As Naomi recounted the dream, God swiftly came into the room, scooped up the little one into his arms, and perched him on his arm. The revived child sat on God’s arm laughing and chattering with God. Naomi was relieved to see her baby so happy, but she felt sad that she could not hold him anymore.
God evidently saw how sad she was, so he handed the baby to her, and said she could hold him for a while. The baby responded as though he had been handed from a parent to a familiar babysitter. He was in his mother’s arms, but his eyes were focused on God.
Naomi then asked God, “Will I have other children I can keep?”
God turned and looked at her with intense feeling, and said in an overwhelmingly loving manner, “Everybody’s life has a plan.”
As Naomi reflected on her dream, she tried to figure out if God’s face had indicated any sorrow, from which she could infer that she would not get what she wished, or if God’s look revealed pleasure, suggesting that she would have more children. “But,” as Naomi wrote, “there was neither, just love, overwhelming love. That was what mattered and that was what the answer was—not yes or no, but God’s love.”
Trusting the Lord’s love with who we are, with those whom we love, is a lesson we rarely acquire even in the latter stages of life. Naomi was an exception. In our cases we start impressing the lesson to trust in God’s love upon our children when they are young, and as importantly, upon ourselves when we are new in caring for someone whom we are learning to love.
Therefore, before babies can even mouth or understand the words, we pray aloud with them, “Now I lay me down to sleep. Pray the Lord my soul to keep.” Before toddlers understand what dying means, we pray aloud with them, “If I should die before I wake.” Or, if you prefer, before a child can fathom that life can stop, we can pray aloud with them: “If I should live another day/ I pray the Lord to guide my way.”

** Listed entries **
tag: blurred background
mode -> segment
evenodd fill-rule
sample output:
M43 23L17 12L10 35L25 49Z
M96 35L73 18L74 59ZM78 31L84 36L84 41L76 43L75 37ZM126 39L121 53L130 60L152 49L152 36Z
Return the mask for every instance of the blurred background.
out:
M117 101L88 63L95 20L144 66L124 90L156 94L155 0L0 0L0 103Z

** Task instructions **
A – Rewrite the stretch of the passage about Naomi's dream from "God evidently saw" through "focused on God.", swapping "babysitter" for "nanny".
B – In three sentences, summarize the passage about Naomi's dream.
C – Pick up the passage about Naomi's dream after its final sentence and keep writing.

** Task answers **
A –
God evidently saw how sad she was, so he handed the baby to her, and said she could hold him for a while. The baby responded as though he had been handed from a parent to a familiar nanny. He was in his mother’s arms, but his eyes were focused on God.

B – In Naomi's dream, God took up her revived baby, who laughed and chattered on his arm, and then let her hold the child for a while. When she asked whether she would have other children she could keep, God answered with overwhelming love that everybody's life has a plan, and she later saw in his face neither sorrow nor pleasure but only love. The passage calls trusting God's love a lesson rarely learned, which parents begin teaching children young through bedtime prayers such as "Now I lay me down to sleep."

C –
We start with them when they are young because they, as much as we, need lots of practice letting go — whether sending children to school, or sending them away to college, or watching them move away to be with someone they love. When we are young we need to practice letting go into God’s hands every night, because letting go only gets harder. We need lots of practice for eventually letting go of ambitions or independence or health or an aging parent or an infirmed spouse, not to mention letting go of shame and guilt or anger or regrets. Our parents wisely rehearsed with us letting go every night in our prayers long before we could imagine letting God take over later in big ways. So, while we were infants, our parents taught us to trust God through a simple prayer before we fell asleep at night.
Now I lay me down to sleep / I pray the Lord my soul to keep.
If I should die before I wake / I pray the Lord my soul to take.
Long before Christian parents used that prayer, Mary and Joseph likewise taught their little boy Jesus to pray a simple prayer before falling asleep: “[O God] into your hands I commit my spirit.”
Parents should start praying with children when they are very young, because they, like we, need lots of practice letting go so we later trust God’s love to take care in big ways.
Permit me to close with another bedtime prayer, a much longer prayer, this one from an old prayer book used in the Episcopal Church. This prayer is entitled: Prayer for God’s Protection through the Night.
In particular, we beseech thee to continue thy gracious protection to us this night. Defend us from all dangers and mischiefs, and from the fear of them; that we may enjoy such refreshing sleep as may fit us for the duties of the coming day. And grant us grace always to live in such a state that we may never be afraid to die; so that, living and dying, we may be thine, through the merits and satisfaction of thy Son, Jesus Christ, in whose name we offer up these our imperfect prayers. Amen.